EXERCISE AIM: Return all lines of the listing below that carry the word "foliage".

BEGIN

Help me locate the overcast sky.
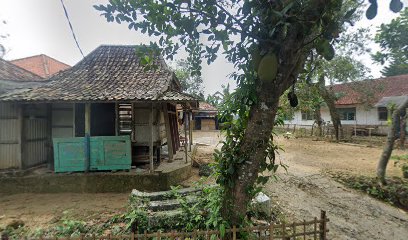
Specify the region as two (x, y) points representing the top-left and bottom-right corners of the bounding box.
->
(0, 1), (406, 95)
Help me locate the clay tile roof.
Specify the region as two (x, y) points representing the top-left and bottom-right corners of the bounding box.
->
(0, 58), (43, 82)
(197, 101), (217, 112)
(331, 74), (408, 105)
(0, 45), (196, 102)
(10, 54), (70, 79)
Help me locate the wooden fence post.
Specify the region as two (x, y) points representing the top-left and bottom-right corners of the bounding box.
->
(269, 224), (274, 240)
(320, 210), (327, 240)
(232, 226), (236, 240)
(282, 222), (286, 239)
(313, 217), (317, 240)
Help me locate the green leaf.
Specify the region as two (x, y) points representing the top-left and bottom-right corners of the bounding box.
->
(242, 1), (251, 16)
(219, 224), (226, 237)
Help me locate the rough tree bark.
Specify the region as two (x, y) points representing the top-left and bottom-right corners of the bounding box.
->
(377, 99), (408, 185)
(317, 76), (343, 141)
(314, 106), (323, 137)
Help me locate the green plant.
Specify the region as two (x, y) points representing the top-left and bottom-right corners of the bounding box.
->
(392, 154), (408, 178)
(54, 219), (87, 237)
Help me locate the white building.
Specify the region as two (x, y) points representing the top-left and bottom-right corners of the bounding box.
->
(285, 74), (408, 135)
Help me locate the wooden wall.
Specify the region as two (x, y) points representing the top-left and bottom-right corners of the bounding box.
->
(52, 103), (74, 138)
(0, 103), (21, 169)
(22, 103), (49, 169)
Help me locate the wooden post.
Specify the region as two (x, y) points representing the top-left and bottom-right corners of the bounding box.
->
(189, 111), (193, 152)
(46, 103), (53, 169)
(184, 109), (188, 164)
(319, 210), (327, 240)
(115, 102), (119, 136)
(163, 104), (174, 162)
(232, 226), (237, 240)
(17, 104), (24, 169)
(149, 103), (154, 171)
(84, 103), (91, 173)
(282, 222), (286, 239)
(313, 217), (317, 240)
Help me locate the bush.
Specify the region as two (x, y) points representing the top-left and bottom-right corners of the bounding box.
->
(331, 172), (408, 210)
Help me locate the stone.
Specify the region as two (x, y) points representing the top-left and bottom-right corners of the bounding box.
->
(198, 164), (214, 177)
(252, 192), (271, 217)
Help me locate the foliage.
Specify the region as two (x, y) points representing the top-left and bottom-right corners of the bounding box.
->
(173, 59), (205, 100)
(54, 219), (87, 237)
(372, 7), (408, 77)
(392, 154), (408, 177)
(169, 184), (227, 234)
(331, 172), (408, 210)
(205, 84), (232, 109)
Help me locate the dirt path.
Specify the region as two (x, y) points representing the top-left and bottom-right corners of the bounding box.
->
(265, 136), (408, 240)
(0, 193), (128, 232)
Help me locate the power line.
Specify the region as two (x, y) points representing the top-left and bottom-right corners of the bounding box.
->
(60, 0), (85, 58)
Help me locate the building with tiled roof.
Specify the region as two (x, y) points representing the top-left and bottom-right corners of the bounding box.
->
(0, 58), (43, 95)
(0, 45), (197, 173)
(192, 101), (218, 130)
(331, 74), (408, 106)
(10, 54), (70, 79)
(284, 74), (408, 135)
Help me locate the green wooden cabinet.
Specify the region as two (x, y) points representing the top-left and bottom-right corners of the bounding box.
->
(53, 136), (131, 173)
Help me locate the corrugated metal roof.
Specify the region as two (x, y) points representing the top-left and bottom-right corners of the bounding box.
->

END
BEGIN

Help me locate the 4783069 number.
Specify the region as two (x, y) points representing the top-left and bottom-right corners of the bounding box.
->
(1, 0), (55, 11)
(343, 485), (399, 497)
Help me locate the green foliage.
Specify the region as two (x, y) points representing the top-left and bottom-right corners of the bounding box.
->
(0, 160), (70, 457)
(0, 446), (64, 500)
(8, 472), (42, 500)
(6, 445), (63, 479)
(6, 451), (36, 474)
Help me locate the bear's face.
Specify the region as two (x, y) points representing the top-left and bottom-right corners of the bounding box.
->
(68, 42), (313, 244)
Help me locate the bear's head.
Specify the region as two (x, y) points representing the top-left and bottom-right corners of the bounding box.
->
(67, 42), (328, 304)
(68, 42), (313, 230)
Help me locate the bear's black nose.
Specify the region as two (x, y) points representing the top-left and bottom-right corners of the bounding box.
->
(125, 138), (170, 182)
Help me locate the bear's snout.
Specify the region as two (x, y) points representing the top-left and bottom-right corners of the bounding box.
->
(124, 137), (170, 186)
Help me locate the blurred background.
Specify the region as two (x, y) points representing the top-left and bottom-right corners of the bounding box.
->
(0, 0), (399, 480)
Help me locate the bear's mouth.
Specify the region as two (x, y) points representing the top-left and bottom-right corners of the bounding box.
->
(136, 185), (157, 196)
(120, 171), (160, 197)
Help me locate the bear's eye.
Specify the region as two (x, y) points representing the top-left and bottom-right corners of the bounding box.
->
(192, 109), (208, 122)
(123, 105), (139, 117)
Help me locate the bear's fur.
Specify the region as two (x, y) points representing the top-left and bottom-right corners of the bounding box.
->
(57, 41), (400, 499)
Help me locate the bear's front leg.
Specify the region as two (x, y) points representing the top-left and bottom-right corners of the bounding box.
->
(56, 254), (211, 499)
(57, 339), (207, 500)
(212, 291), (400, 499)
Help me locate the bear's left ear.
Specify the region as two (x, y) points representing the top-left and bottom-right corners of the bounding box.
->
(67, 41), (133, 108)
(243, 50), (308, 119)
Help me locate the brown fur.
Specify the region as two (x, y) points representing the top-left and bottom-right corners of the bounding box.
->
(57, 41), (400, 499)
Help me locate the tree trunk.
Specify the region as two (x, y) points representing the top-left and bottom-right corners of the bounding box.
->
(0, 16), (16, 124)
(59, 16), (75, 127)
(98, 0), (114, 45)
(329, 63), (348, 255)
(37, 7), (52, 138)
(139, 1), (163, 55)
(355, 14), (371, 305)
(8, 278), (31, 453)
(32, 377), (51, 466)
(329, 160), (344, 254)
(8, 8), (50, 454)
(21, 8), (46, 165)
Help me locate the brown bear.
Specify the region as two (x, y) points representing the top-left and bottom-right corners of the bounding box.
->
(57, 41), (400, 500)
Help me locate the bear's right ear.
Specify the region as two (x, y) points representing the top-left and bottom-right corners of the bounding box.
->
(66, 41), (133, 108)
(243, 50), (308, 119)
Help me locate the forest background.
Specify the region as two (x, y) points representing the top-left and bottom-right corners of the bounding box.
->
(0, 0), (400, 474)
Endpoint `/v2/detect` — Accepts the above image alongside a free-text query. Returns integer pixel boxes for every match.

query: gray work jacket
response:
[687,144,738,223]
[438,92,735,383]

END

EXERCISE OUTPUT:
Help me locate the foliage.
Help me locate the green foliage.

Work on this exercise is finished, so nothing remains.